[Stored data entries]

* Start *

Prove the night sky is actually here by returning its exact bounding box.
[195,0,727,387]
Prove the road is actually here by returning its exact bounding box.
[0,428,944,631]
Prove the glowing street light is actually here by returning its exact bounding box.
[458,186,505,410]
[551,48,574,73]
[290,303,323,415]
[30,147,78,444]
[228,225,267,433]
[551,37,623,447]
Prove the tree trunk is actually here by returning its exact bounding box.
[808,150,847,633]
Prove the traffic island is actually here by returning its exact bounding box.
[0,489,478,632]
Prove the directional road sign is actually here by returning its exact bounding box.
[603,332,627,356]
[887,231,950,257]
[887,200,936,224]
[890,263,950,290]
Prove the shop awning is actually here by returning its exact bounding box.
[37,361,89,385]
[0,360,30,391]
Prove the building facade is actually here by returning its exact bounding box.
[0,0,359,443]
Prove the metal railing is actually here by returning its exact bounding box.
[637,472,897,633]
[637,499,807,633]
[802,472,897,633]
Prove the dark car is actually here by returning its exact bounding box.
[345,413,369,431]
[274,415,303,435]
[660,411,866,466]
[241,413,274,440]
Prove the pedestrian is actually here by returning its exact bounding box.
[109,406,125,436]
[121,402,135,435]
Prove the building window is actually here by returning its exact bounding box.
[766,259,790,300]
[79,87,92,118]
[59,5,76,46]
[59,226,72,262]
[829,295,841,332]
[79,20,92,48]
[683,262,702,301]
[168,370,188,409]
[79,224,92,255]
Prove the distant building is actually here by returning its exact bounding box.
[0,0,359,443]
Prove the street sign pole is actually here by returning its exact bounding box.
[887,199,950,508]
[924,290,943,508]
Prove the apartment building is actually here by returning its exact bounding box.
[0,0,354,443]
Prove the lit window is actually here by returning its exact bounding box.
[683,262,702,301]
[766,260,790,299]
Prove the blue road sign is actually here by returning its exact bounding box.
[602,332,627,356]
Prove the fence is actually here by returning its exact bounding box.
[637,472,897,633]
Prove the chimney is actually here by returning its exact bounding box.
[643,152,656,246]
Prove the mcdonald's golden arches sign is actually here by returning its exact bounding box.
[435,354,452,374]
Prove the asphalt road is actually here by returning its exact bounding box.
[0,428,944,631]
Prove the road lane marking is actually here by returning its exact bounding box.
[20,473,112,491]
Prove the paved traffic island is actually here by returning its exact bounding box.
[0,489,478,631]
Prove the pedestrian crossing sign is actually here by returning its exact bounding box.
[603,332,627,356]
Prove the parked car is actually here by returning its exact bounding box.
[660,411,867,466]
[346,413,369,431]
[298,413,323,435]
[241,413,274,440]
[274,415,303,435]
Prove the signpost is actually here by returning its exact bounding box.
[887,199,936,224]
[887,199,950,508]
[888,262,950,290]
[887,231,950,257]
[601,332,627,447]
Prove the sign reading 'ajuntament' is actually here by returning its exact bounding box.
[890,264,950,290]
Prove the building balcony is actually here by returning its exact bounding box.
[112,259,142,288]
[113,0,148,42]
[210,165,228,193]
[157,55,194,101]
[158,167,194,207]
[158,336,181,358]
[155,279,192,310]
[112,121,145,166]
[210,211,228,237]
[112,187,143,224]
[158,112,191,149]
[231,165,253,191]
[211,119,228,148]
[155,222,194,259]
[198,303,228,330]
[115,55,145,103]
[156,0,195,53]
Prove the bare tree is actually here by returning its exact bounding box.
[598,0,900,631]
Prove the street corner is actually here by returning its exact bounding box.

* End *

Shift every bounding box coordinate by -139 and reproduce the lines of the material from the line containing "Prove the building facade" up to and including the line containing "[924,290,943,508]", requests included.

#### Response to this exercise:
Prove the building facade is actually here by returning its exact bounding box.
[-139,-139,220,304]
Prove the metal railing is actually here by returning its exact bounding box.
[498,333,758,494]
[498,360,668,494]
[663,333,758,494]
Prove the dark car is actually here by returning its exact bounding box.
[206,274,230,292]
[135,276,164,296]
[521,272,727,327]
[102,274,135,301]
Prove the pedestrian is actually here by returning its exact bounding box.
[-30,267,-14,297]
[-18,263,-4,296]
Prove the building window is actually here by returning its exact bounding box.
[627,120,651,161]
[-60,-52,-47,-21]
[-80,-134,-63,-93]
[-80,87,-67,123]
[690,156,702,193]
[-60,-119,-47,-91]
[544,123,563,162]
[29,231,49,270]
[-60,85,-47,116]
Prove the distant building is actually here by returning its exact bounding box.
[-139,-139,220,304]
Prove the street sign pole is actually here by returning its exact bounding box.
[748,60,811,369]
[785,151,804,369]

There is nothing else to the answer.